#### EXCERPT PROVIDED
## BEGIN
On 2/5/25 05:37, Peter Eisentraut wrote:
> On 29.01.25 07:34, Paul Jungwirth wrote:
>> Is it possible to commit an RI_PLAN_NO_ACTION addition and see if that makes the buildfarm
>> failures go away? Here is a proposed patch for that (v48.1). I would understand if this is too
>> questionable a practice---but it would be nice to get sufficient test exposure to see if it makes
>> a difference. Since I still haven't reproduced this locally (despite running continuously for
>> almost a week), it's not an experiment I can do myself. If it *does* make the failures go away,
>> then it suggests there is still some latent problem somewhere.
>
> I'm tempted to give this a try. But the cfbot is currently in a bit of a mess, so I'll wait until
> that is clean again so that we can have a usable baseline to work against.
Okay, thanks! I've been spending some more time on this, but I haven't made much progress.
## END
#### PROVIDED DATA
## BEGIN
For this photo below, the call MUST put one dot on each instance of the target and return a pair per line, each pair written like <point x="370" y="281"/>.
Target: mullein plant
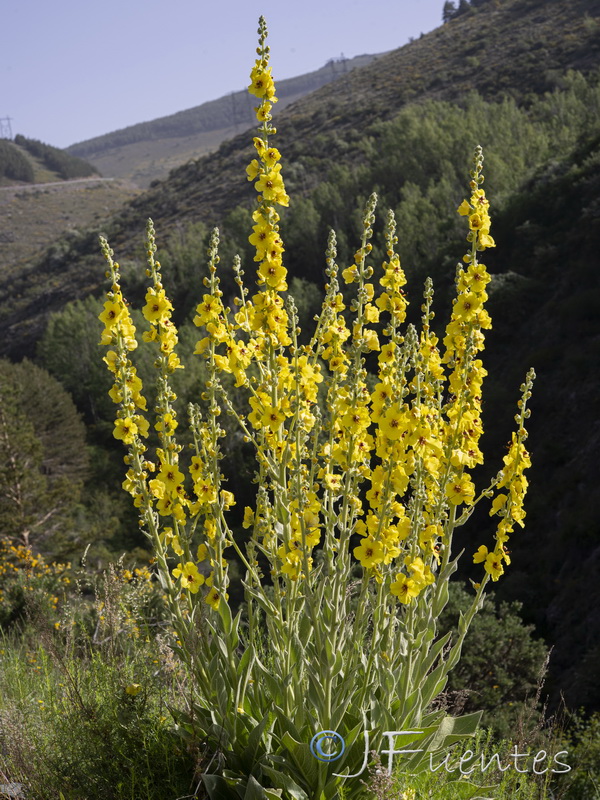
<point x="355" y="477"/>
## END
#### WORK INSTRUCTIONS
Translate this sentence from the thread about the buildfarm failures into Spanish: "Since I still haven't reproduced this locally (despite running continuously for almost a week), it's not an experiment I can do myself."

#### RESPONSE TO THIS EXERCISE
Como todavía no lo he reproducido localmente (a pesar de ejecutarlo de forma continua durante casi una semana), no es un experimento que pueda hacer yo mismo.